> _Deine Aufgabe_
Überführe sämtliche folgenden Einträge Zeile für Zeile in eine JSON-Liste von Zeichenketten, mit genau einem String pro Zeile. Leerzeilen werden nicht übernommen.
:::::
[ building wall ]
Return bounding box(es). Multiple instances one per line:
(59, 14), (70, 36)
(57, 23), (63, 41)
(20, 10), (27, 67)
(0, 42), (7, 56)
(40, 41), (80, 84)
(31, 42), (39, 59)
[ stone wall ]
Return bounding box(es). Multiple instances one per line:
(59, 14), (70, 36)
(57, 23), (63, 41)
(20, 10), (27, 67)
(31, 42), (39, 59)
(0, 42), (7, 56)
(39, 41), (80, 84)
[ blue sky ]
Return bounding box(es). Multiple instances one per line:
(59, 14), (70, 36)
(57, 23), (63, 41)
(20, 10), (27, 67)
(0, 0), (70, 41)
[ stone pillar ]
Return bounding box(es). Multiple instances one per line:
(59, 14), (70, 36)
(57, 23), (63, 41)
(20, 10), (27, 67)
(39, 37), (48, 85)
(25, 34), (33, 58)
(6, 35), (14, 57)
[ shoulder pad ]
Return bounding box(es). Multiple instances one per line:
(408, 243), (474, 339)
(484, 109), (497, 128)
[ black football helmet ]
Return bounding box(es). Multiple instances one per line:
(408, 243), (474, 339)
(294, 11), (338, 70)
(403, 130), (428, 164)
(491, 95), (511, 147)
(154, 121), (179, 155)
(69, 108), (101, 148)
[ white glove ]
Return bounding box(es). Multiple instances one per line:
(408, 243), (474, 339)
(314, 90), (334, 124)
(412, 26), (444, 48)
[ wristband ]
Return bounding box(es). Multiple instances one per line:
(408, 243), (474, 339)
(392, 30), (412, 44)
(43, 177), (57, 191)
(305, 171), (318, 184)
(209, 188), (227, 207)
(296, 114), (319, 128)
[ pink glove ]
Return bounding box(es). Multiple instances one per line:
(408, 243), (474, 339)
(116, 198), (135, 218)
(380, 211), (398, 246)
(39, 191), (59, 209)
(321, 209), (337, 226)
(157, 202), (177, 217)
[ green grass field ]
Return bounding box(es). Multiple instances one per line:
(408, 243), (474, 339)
:::::
> _Lösung der Aufgabe_
[
  "[ building wall ]",
  "Return bounding box(es). Multiple instances one per line:",
  "(59, 14), (70, 36)",
  "(57, 23), (63, 41)",
  "(20, 10), (27, 67)",
  "(0, 42), (7, 56)",
  "(40, 41), (80, 84)",
  "(31, 42), (39, 59)",
  "[ stone wall ]",
  "Return bounding box(es). Multiple instances one per line:",
  "(59, 14), (70, 36)",
  "(57, 23), (63, 41)",
  "(20, 10), (27, 67)",
  "(31, 42), (39, 59)",
  "(0, 42), (7, 56)",
  "(39, 41), (80, 84)",
  "[ blue sky ]",
  "Return bounding box(es). Multiple instances one per line:",
  "(59, 14), (70, 36)",
  "(57, 23), (63, 41)",
  "(20, 10), (27, 67)",
  "(0, 0), (70, 41)",
  "[ stone pillar ]",
  "Return bounding box(es). Multiple instances one per line:",
  "(59, 14), (70, 36)",
  "(57, 23), (63, 41)",
  "(20, 10), (27, 67)",
  "(39, 37), (48, 85)",
  "(25, 34), (33, 58)",
  "(6, 35), (14, 57)",
  "[ shoulder pad ]",
  "Return bounding box(es). Multiple instances one per line:",
  "(408, 243), (474, 339)",
  "(484, 109), (497, 128)",
  "[ black football helmet ]",
  "Return bounding box(es). Multiple instances one per line:",
  "(408, 243), (474, 339)",
  "(294, 11), (338, 70)",
  "(403, 130), (428, 164)",
  "(491, 95), (511, 147)",
  "(154, 121), (179, 155)",
  "(69, 108), (101, 148)",
  "[ white glove ]",
  "Return bounding box(es). Multiple instances one per line:",
  "(408, 243), (474, 339)",
  "(314, 90), (334, 124)",
  "(412, 26), (444, 48)",
  "[ wristband ]",
  "Return bounding box(es). Multiple instances one per line:",
  "(408, 243), (474, 339)",
  "(392, 30), (412, 44)",
  "(43, 177), (57, 191)",
  "(305, 171), (318, 184)",
  "(209, 188), (227, 207)",
  "(296, 114), (319, 128)",
  "[ pink glove ]",
  "Return bounding box(es). Multiple instances one per line:",
  "(408, 243), (474, 339)",
  "(116, 198), (135, 218)",
  "(380, 211), (398, 246)",
  "(39, 191), (59, 209)",
  "(321, 209), (337, 226)",
  "(157, 202), (177, 217)",
  "[ green grass field ]",
  "Return bounding box(es). Multiple instances one per line:",
  "(408, 243), (474, 339)"
]